┌─ Selected text

Thanks for the honest input guys, I live up in Whitfield Co and the property that we were hunting on up here got leased by a big group and we found out about it the day before bow season opened so we were kind of scrambling for some where to hunt that's how I got to Haralson Co. You would think by Haralson Co. having a lot more doe days than Whitfield Co. their would be a lot more Deer per sq. mile than up here, but that's evidently not the case, because I hardly ever went hunting up here that I didn't see at least one deer its just the deer here are smaller and a 4 year old bucks rack normally would be about 15" to 16" inside, and like some of you I too have been on clubs in Meriweather, Taylor, and Putnum Co's, but it's just so far to go, I was trying to get a little closer to home, if you know what I mean.


----------



## techfire55 (Nov 13, 2013)

└─
┌─ Excerpted records

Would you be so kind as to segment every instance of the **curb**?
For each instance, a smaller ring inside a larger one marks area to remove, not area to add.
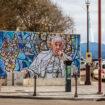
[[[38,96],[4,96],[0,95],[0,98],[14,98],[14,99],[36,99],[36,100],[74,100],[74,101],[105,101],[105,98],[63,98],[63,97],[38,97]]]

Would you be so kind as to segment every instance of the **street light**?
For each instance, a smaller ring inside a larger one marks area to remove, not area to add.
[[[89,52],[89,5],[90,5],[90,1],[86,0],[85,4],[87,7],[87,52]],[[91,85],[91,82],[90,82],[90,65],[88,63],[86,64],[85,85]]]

└─
┌─ Excerpted records

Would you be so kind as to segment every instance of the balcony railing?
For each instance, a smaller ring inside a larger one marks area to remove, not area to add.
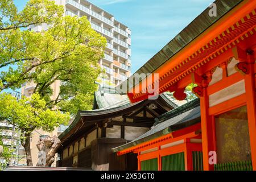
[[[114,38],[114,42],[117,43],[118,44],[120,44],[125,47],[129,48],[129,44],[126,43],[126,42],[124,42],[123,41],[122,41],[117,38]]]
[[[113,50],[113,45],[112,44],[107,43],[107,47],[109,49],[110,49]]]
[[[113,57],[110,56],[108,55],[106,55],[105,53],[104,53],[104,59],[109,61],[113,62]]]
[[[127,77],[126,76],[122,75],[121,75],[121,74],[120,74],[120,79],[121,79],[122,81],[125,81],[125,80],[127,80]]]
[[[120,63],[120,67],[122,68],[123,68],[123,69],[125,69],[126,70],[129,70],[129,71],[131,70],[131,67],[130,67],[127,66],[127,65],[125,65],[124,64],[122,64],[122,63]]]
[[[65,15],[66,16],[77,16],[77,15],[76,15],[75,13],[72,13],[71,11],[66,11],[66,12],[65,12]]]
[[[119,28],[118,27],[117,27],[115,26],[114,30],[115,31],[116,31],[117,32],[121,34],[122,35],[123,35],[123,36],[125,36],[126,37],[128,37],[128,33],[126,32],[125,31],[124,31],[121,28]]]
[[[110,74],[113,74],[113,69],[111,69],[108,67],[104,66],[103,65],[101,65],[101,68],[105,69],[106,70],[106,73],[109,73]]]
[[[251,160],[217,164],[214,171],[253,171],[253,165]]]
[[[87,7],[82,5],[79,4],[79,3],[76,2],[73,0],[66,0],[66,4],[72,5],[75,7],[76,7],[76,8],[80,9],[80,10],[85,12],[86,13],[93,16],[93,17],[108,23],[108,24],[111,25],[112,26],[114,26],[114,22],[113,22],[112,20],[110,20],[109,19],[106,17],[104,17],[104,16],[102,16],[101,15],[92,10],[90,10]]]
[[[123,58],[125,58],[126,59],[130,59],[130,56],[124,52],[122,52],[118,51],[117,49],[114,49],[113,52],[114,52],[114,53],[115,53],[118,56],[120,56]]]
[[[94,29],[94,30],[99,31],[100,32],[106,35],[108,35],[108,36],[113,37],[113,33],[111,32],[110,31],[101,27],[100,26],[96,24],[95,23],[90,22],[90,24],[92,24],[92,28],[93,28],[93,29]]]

└─
┌─ Excerpted records

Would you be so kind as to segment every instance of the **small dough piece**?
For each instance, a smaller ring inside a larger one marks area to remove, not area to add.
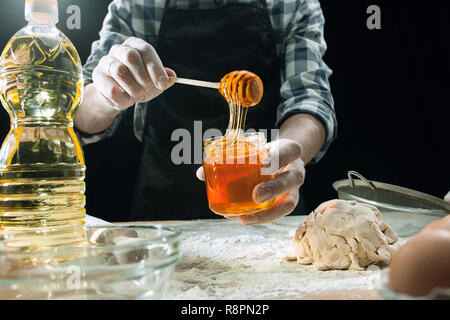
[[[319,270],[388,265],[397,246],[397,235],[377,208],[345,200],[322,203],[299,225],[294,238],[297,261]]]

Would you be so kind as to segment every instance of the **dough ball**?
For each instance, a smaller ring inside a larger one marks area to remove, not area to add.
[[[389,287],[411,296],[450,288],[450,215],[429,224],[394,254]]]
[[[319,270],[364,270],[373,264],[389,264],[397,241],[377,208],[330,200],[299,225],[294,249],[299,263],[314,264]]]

└─

[Problems to work on]:
A – Reproduce everything in the deer hunting forum post from "Thanks for the" down to "(Nov 13, 2013)".
B – In the deer hunting forum post, what inside spread does the writer give for a typical 4-year-old buck's rack in Whitfield County?
C – Write the next part of the deer hunting forum thread, picking up after its last line.

[Responses for each task]:
A –
Thanks for the honest input guys, I live up in Whitfield Co and the property that we were hunting on up here got leased by a big group and we found out about it the day before bow season opened so we were kind of scrambling for some where to hunt that's how I got to Haralson Co. You would think by Haralson Co. having a lot more doe days than Whitfield Co. their would be a lot more Deer per sq. mile than up here, but that's evidently not the case, because I hardly ever went hunting up here that I didn't see at least one deer its just the deer here are smaller and a 4 year old bucks rack normally would be about 15" to 16" inside, and like some of you I too have been on clubs in Meriweather, Taylor, and Putnum Co's, but it's just so far to go, I was trying to get a little closer to home, if you know what I mean.


----------



## techfire55 (Nov 13, 2013)

B – About 15 to 16 inches inside.

C –
Greg,
The land I hunted was a large tract in Haralson that was under QDM and the guy that ran the club was a great guy and worked very hard to help the herd. Contact Mac via PM. He has a pretty good handle on what is going on in that county. He runs a great club (Have no idea if he is looking for members) the main trouble we had is all the deer on camera that were growing nicely seemed to get killed by the neighbors a year before we would have shot them. Not bashing the neighbors because that was the way they hunted and to each his own. Just hard sometimes to see a nice young year on trail camera and then 2 weeks later see it posted dead on this site.


----------



## Greg Silvers (Nov 19, 2013)

Mac thanks for the pm, I really appreciate it, and you may very well be right. I didn't go this past weekend, probably want make it back till after Thanksgiving how was everybody else's hunt this past weekend?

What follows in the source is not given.